(Aufgabe): Kannst du den Abschnitt des Textauszugs, beginnend bei „Es gibt nach“ und endend bei „Ausdruck zu bringen?“, noch einmal wiedergeben und dabei „Anträge“ in „Beschlussvorlagen“ umbenennen?

(Textauszug):
Das Reden über Krieg und Frieden und den Tod von Menschen erfordert eine andere Sprache, als wir sie oft genug in anderen Debatten an den Tag legen. Natürlich war ich sehr froh, als wir – ich glaubte, es sei so gewesen – den Kalten Krieg überwunden hatten, dass es zu immer mehr Annäherung gekommen ist. Aber wir erleben von Zeit zu Zeit hier und anderswo, dass es bis heute Kalten Krieg gibt. Auch heute in der Debatte ist das deutlich geworden. Kollege Frömmrich hat es angesprochen.

Es gibt nach wie vor den Kalten Krieg in den Köpfen und leider auch in den Herzen von vielen, die zu diesem Thema sprechen. Ich habe angesichts dieser Thematik einmal eine Rede mit der Frage nach dem Warum begonnen: Warum diese beiden Anträge? Nur um die Solidarität mit den Soldatinnen und Soldaten zum Ausdruck zu bringen?

(Bereitgestellte Daten):
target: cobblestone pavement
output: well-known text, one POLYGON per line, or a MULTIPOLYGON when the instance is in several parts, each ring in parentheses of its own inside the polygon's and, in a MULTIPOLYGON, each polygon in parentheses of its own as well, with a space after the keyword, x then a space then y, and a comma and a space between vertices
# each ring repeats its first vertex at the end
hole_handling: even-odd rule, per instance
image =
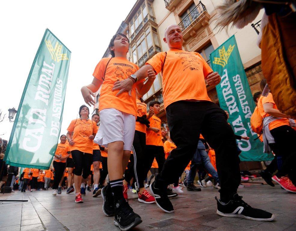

(Ausgabe):
Es gibt nach wie vor den Kalten Krieg in den Köpfen und leider auch in den Herzen von vielen, die zu diesem Thema sprechen. Ich habe angesichts dieser Thematik einmal eine Rede mit der Frage nach dem Warum begonnen: Warum diese beiden Beschlussvorlagen? Nur um die Solidarität mit den Soldatinnen und Soldaten zum Ausdruck zu bringen?